*PETUNJUK LATIHAN*:
(A) Tentukan apakah setiap pernyataan berikut sesuai dengan teks tentang pengajaran sejarah: (i) Tamu Bruner adalah dua petinggi departemen pendidikan Rusia; (ii) Para tamu itu datang untuk meminta bantuan membuat materi pelajaran sains atau matematika; (iii) Perubahan mendasar yang terakhir dialami bangsa Indonesia adalah perubahan dari Orde Baru ke era reformasi. Jawab ya atau tidak untuk masing-masing, lalu kutip kata-kata teks yang menjadi dasarnya.
(B) Ringkaslah teks tentang pengajaran sejarah dalam dua kalimat.
(C) Tuliskan kembali dengan tepat seluruh bagian teks tentang pengajaran sejarah, mulai dari "Jerome Bruner, psikolog-pendidik-pemikir" hingga "seharusnya sejarah diajarkan.".

*KUTIPAN PILIHAN*:
▬▬▬▬▬▬
Sunday, January 6, 2019

Bagaimana Seharusnya Sejarah Diajarkan?

Oleh: Anindito Aditomo 



Jerome Bruner, psikolog-pendidik-pemikir legendaris Amerika, pernah mendapat tamu dua orang petinggi departemen pendidikan Rusia. Bruner mengira para pejabat tersebut meminta bantuan untuk membuat materi pelajaran sains atau matematika - permintaan yang sering ia dapatkan. Ternyata bukan. Mereka datang untuk berdiskusi tentang beberapa pertanyaan mendasar tentang sejarah. Atau lebih tepatnya, tentang bagaimana seharusnya sejarah diajarkan.
 
Ketika itu tembok Berlin baru saja runtuh. Uni Soviet baru terpecah kembali menjadi negara-negara terpisah. Kedua tamu Bruner bertanya: "Bagaimanakah episode sejarah yang baru berakhir ini harus diajarkan pada siswa? Apakah cukup kita katakan bahwa Uni Soviet adalah sebuah percobaan yang gagal, sebuah kesalahan sejarah yang kini sudah kita lewatkan? Jika tidak, bagaimana kita bisa menjelaskan apa yang terjadi selama sekian puluh tahun ini?" Pertanyaan-pertanyaan yang sulit dan takkan bisa dijawab secara hitam-putih. Apapun jawabannya sangat mungkin bagian penting dari fondasi kurikulum dan pengajaran sejarah Rusia.
 
Cerita ini membuat saya bertanya-tanya, apakah para pengambil kebijakan pendidikan di Indonesia pernah memikirkan hal serupa? Kita sebagai bangsa telah beberapa kali mengalami perubahan mendasar. Yang terakhir adalah perubahan dari Orde Baru ke era reformasi. Bagaimanakah seharusnya perubahan tersebut dijelaskan di buku-buku sejarah yang dibaca anak-anak kita di sekolah? Bagaimana masa Orde Baru sebaiknya ditampilkan? Sisi gelap terang rezim Soeharto mana saja yang penting dibahas?
 
Pertanyaan-pertanyaan serupa bisa diajukan untuk periode-periode lain dalam sejarah bangsa kita. Yang ingin saya tahu, sekali lagi, adalah apakah pertanyaan-pertanyaan seperti ini pernah direfleksikan oleh para pengambil kebijakan pendidikan di Indonesia? Atau, kalau bukan para pengambil kebijakan, oleh para sarjana sejarah dan pendidikan sejarah?
▬▬▬▬▬▬
*BAHAN YANG DISEDIAKAN*:
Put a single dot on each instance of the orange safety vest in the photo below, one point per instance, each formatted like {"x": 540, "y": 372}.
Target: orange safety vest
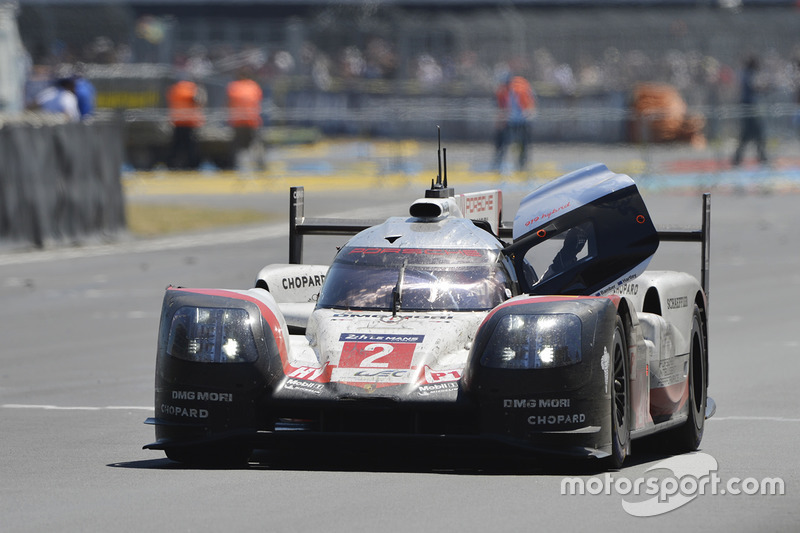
▬▬▬▬▬▬
*HASIL LATIHAN*:
(A)
(i) Ya: "pernah mendapat tamu dua orang petinggi departemen pendidikan Rusia"
(ii) Tidak: "Ternyata bukan. Mereka datang untuk berdiskusi tentang beberapa pertanyaan mendasar tentang sejarah."
(iii) Ya: "Yang terakhir adalah perubahan dari Orde Baru ke era reformasi."

(B) Jerome Bruner pernah didatangi dua petinggi departemen pendidikan Rusia yang ingin berdiskusi tentang bagaimana episode sejarah Uni Soviet yang baru berakhir seharusnya diajarkan kepada siswa. Cerita itu membuat penulis bertanya-tanya apakah para pengambil kebijakan pendidikan atau para sarjana sejarah di Indonesia pernah merefleksikan cara menjelaskan perubahan dari Orde Baru ke era reformasi serta periode lain dalam sejarah bangsa.

(C)
Jerome Bruner, psikolog-pendidik-pemikir legendaris Amerika, pernah mendapat tamu dua orang petinggi departemen pendidikan Rusia. Bruner mengira para pejabat tersebut meminta bantuan untuk membuat materi pelajaran sains atau matematika - permintaan yang sering ia dapatkan. Ternyata bukan. Mereka datang untuk berdiskusi tentang beberapa pertanyaan mendasar tentang sejarah. Atau lebih tepatnya, tentang bagaimana seharusnya sejarah diajarkan.